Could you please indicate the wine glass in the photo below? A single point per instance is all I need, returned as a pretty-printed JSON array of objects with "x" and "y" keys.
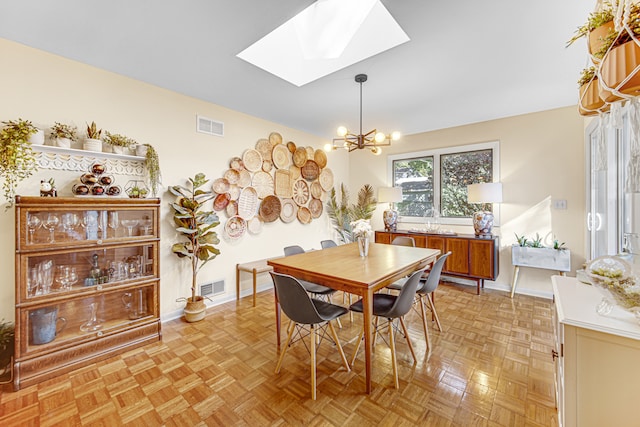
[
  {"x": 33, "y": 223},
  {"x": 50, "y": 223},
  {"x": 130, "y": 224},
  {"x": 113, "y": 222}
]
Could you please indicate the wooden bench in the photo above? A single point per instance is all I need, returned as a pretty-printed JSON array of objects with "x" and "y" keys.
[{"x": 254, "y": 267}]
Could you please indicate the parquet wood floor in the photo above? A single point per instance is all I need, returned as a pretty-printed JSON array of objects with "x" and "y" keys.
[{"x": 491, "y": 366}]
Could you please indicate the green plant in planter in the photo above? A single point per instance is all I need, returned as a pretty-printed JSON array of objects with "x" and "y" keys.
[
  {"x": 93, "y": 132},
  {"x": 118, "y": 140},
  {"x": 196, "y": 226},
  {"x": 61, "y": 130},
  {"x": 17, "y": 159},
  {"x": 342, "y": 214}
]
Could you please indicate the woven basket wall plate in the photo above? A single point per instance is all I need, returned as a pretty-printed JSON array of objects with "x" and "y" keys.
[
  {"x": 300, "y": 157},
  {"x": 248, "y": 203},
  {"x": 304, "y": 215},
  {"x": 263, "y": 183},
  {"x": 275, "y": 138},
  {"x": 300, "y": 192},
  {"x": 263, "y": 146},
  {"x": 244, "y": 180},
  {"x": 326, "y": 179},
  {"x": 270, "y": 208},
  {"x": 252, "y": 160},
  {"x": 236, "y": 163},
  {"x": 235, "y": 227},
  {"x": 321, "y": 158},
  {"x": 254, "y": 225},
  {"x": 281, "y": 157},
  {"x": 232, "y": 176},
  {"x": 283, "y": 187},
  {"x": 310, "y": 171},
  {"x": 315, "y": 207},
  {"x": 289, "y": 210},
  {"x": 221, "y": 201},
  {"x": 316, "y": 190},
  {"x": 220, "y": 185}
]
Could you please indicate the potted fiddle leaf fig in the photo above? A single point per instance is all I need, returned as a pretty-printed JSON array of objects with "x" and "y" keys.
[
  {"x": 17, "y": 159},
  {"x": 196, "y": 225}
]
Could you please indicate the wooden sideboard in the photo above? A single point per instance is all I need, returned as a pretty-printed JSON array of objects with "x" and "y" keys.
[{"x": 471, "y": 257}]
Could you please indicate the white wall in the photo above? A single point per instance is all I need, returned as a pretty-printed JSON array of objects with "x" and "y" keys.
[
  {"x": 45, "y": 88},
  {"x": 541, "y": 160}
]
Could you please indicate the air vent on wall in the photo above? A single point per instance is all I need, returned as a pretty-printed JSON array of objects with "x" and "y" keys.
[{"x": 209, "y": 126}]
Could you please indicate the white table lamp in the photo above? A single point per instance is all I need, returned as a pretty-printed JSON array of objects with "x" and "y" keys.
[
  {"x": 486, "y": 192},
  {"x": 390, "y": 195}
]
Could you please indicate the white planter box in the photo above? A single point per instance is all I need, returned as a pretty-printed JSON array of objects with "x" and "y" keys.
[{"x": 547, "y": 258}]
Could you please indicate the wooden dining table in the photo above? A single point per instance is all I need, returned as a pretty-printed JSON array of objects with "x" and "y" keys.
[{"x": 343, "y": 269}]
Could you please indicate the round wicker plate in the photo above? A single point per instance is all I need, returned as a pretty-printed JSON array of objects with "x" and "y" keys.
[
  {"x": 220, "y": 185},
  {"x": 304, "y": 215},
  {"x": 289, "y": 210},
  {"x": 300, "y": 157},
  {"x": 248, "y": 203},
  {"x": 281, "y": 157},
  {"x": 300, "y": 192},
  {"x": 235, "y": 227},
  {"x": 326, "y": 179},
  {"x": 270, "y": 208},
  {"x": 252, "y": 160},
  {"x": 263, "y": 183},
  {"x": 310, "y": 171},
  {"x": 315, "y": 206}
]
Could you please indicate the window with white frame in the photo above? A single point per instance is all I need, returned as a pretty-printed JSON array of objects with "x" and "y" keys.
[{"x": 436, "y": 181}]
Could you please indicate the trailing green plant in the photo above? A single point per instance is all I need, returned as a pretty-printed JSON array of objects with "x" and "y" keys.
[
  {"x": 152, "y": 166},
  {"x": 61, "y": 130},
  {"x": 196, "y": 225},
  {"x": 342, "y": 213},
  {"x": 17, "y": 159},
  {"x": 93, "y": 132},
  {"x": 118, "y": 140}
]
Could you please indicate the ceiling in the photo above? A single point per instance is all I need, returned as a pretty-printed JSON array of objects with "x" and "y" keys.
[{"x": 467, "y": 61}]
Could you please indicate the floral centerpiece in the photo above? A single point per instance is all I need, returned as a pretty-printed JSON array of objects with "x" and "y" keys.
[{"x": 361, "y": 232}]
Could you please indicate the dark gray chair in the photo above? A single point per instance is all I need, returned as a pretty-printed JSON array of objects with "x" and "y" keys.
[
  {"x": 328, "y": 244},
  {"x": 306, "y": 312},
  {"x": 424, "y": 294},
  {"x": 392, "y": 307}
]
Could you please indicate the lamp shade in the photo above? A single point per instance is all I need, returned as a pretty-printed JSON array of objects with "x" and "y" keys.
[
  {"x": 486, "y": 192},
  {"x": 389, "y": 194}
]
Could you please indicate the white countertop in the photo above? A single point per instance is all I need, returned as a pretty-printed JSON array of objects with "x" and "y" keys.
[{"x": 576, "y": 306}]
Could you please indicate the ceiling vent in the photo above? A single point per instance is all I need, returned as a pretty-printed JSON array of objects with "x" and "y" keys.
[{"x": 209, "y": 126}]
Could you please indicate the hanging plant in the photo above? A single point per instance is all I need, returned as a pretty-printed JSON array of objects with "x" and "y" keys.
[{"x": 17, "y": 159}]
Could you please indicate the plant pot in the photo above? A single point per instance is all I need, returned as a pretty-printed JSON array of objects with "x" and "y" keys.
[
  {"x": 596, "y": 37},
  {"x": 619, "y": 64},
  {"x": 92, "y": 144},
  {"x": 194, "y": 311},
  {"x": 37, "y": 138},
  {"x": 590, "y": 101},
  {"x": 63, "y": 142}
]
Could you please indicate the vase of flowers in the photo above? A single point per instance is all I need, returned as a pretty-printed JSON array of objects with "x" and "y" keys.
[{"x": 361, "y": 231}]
:::::
* [Aim]:
Begin with the line containing "Could you please indicate the ceiling vent" and repeat each line exactly until the records above end.

* [Full solution]:
Could you please indicate the ceiling vent in the photo above? A single point per instance is all I need, returned as a pretty-printed JSON array of objects with "x" and "y" keys.
[{"x": 209, "y": 126}]
Could you please indicate the hanging plant in the photo above? A single point per instance is all I need, returned as a pretty-printed JSON array of objects with "x" and "y" keys.
[{"x": 17, "y": 159}]
Could you please indicate the plant pot in the photo above? A single point per instance is all I need, returned as a pretty-printed JSON array of objects with "x" and "y" keys.
[
  {"x": 596, "y": 37},
  {"x": 619, "y": 64},
  {"x": 92, "y": 144},
  {"x": 194, "y": 311},
  {"x": 37, "y": 138},
  {"x": 590, "y": 101},
  {"x": 63, "y": 142}
]
Could you please indicate the vase of flowers in the photo above? A single point per instance is all I need, returned as a pretty-printed JSON array of objects with "x" and "y" keys.
[{"x": 361, "y": 231}]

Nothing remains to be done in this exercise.